Stored rows
== == ==

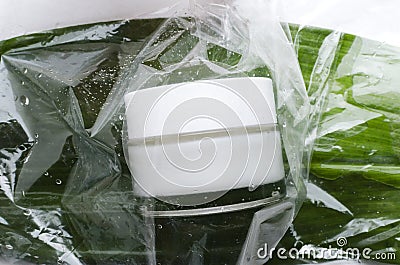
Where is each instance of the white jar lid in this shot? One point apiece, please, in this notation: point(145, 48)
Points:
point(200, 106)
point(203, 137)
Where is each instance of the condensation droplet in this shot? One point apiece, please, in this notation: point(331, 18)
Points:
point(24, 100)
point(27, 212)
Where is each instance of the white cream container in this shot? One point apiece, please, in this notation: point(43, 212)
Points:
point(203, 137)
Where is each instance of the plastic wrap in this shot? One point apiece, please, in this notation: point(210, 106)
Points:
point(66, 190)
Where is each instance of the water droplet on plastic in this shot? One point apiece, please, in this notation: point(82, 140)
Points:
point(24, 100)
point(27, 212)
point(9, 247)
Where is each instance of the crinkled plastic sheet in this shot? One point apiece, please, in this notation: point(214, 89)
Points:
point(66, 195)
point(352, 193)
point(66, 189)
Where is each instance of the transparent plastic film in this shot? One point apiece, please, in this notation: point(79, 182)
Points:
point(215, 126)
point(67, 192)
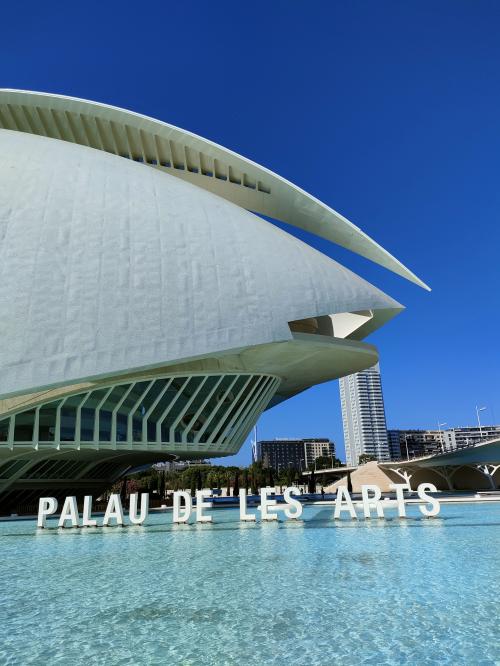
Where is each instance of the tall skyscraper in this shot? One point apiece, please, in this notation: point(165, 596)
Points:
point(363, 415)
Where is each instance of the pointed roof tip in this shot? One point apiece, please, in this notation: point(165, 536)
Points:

== == ==

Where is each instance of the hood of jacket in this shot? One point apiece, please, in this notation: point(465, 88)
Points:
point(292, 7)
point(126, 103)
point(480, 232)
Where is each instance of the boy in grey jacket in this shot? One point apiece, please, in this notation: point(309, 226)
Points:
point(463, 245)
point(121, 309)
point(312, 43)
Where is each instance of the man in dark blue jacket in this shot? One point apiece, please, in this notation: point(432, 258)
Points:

== == ==

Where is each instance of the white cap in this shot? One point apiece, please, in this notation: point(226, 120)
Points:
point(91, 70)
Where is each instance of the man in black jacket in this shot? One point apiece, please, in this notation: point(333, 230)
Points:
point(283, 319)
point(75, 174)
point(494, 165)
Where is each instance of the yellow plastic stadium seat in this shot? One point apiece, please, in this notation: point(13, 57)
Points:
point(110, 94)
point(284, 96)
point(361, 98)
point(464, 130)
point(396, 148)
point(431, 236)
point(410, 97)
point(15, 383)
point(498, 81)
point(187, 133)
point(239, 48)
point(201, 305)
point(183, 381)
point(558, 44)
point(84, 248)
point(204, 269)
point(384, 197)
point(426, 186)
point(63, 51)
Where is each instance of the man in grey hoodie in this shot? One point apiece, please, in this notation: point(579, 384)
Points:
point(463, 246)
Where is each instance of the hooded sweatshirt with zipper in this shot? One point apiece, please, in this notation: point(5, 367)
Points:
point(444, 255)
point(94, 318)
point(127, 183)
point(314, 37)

== == ==

Given problem
Arrange the stretch of lines from the one containing "Where is each instance of the yellow" through the one containing "point(63, 51)" as a Markdown table with the columns Row and Content. Put each line's number in Row and the line itself in Content, and skip any blank lines.

Solution below
| Row | Content |
|---|---|
| 1 | Where is each instance of the yellow plastic stadium seat in this shot? One point apiece, please, in this notation: point(13, 57) |
| 2 | Points: |
| 3 | point(110, 94) |
| 4 | point(284, 96) |
| 5 | point(361, 98) |
| 6 | point(464, 130) |
| 7 | point(396, 148) |
| 8 | point(431, 236) |
| 9 | point(410, 97) |
| 10 | point(15, 383) |
| 11 | point(498, 81) |
| 12 | point(187, 133) |
| 13 | point(239, 48) |
| 14 | point(201, 305) |
| 15 | point(183, 381) |
| 16 | point(558, 44) |
| 17 | point(84, 248) |
| 18 | point(204, 269) |
| 19 | point(384, 197) |
| 20 | point(426, 186) |
| 21 | point(63, 51) |